▶ [Natural-language object grounding data]

== == ==

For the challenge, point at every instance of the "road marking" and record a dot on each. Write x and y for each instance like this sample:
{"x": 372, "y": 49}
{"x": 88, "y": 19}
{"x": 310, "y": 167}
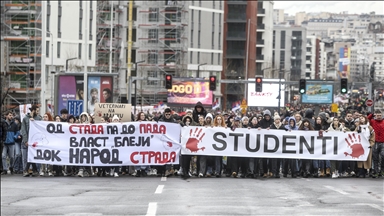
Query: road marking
{"x": 159, "y": 189}
{"x": 152, "y": 208}
{"x": 335, "y": 189}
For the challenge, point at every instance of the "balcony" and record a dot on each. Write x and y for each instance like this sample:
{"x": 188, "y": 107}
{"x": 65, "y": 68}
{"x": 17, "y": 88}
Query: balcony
{"x": 260, "y": 26}
{"x": 260, "y": 42}
{"x": 260, "y": 57}
{"x": 236, "y": 36}
{"x": 296, "y": 38}
{"x": 237, "y": 2}
{"x": 235, "y": 53}
{"x": 260, "y": 11}
{"x": 236, "y": 18}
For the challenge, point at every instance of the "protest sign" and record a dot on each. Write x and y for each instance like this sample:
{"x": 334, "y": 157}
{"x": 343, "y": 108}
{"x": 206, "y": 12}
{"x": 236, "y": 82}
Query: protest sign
{"x": 113, "y": 144}
{"x": 264, "y": 143}
{"x": 123, "y": 111}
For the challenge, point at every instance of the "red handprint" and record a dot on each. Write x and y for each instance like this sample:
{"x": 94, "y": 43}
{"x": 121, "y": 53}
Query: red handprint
{"x": 194, "y": 140}
{"x": 355, "y": 144}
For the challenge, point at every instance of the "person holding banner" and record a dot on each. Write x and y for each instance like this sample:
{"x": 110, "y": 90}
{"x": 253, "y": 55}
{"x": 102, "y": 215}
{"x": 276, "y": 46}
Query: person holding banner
{"x": 335, "y": 126}
{"x": 377, "y": 122}
{"x": 277, "y": 125}
{"x": 367, "y": 131}
{"x": 46, "y": 168}
{"x": 32, "y": 116}
{"x": 324, "y": 165}
{"x": 265, "y": 123}
{"x": 306, "y": 164}
{"x": 293, "y": 163}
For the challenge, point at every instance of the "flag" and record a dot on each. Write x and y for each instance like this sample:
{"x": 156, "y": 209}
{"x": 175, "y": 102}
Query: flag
{"x": 235, "y": 106}
{"x": 215, "y": 105}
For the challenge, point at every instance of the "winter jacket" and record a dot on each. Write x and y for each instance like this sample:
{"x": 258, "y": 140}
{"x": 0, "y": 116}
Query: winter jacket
{"x": 196, "y": 114}
{"x": 3, "y": 130}
{"x": 12, "y": 131}
{"x": 378, "y": 126}
{"x": 266, "y": 123}
{"x": 25, "y": 126}
{"x": 288, "y": 126}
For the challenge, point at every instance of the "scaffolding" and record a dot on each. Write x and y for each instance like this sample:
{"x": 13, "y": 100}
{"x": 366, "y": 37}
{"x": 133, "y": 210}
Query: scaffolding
{"x": 23, "y": 48}
{"x": 105, "y": 22}
{"x": 163, "y": 45}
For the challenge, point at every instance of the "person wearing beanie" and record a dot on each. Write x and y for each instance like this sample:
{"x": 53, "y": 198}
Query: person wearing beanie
{"x": 266, "y": 123}
{"x": 198, "y": 111}
{"x": 275, "y": 162}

== == ==

▶ [Task brief] Quote the records above in full, dropping each picture.

▶ [Answer area]
For the challenge, point at every instance of the "road marking" and record a dot on each. Write x and y for each instance like this sample:
{"x": 372, "y": 49}
{"x": 88, "y": 19}
{"x": 310, "y": 167}
Query: road marking
{"x": 159, "y": 189}
{"x": 152, "y": 208}
{"x": 335, "y": 189}
For the challenge, point at every instance of the "balcony" and record a dot on each. Write x and y for each instance like this sample:
{"x": 188, "y": 107}
{"x": 65, "y": 68}
{"x": 17, "y": 88}
Query: balcony
{"x": 260, "y": 26}
{"x": 260, "y": 42}
{"x": 260, "y": 57}
{"x": 236, "y": 36}
{"x": 296, "y": 38}
{"x": 237, "y": 2}
{"x": 235, "y": 53}
{"x": 260, "y": 11}
{"x": 236, "y": 18}
For the challenge, point at every instance of the "protest sign" and record a dot on each. Write x and y for each instance like this sample:
{"x": 334, "y": 157}
{"x": 343, "y": 108}
{"x": 206, "y": 12}
{"x": 236, "y": 82}
Query: protest sign
{"x": 113, "y": 144}
{"x": 264, "y": 143}
{"x": 123, "y": 111}
For the challenge, point at every instance of the "red handprint" and record a dot on each. Write x and y for each instance like this sample:
{"x": 94, "y": 43}
{"x": 121, "y": 53}
Query: red handprint
{"x": 194, "y": 140}
{"x": 355, "y": 144}
For the challenge, point at every instance of the "person holding banner" and record a dot on each. Write x and y for each instance like this sample:
{"x": 110, "y": 90}
{"x": 253, "y": 55}
{"x": 102, "y": 215}
{"x": 276, "y": 46}
Query: person holding banner
{"x": 335, "y": 126}
{"x": 377, "y": 122}
{"x": 277, "y": 125}
{"x": 367, "y": 131}
{"x": 46, "y": 168}
{"x": 32, "y": 116}
{"x": 324, "y": 165}
{"x": 265, "y": 123}
{"x": 306, "y": 164}
{"x": 293, "y": 163}
For the challenge, point at every instance of the "flag" and record a dot on each. Write x and y for each instance like this sample:
{"x": 156, "y": 209}
{"x": 175, "y": 102}
Query: flag
{"x": 235, "y": 106}
{"x": 215, "y": 105}
For the challenge, point at every instance of the "winter jacket" and record a dot on each. Write x and y for each instance like this sample:
{"x": 258, "y": 140}
{"x": 0, "y": 116}
Query: winter jacket
{"x": 196, "y": 114}
{"x": 3, "y": 130}
{"x": 12, "y": 131}
{"x": 378, "y": 126}
{"x": 266, "y": 123}
{"x": 25, "y": 126}
{"x": 288, "y": 126}
For the challenge, point at every instance of the "scaffolding" and record a dot on each. Write x and y for each instance like this sample:
{"x": 13, "y": 100}
{"x": 366, "y": 37}
{"x": 133, "y": 210}
Query: scaffolding
{"x": 23, "y": 48}
{"x": 105, "y": 22}
{"x": 163, "y": 45}
For the challenge, point at every instance of the "person wearing beanie" and record a dot on each. Write x and y for each instance like this sample:
{"x": 53, "y": 198}
Query: person wearing beanie
{"x": 266, "y": 123}
{"x": 198, "y": 111}
{"x": 275, "y": 162}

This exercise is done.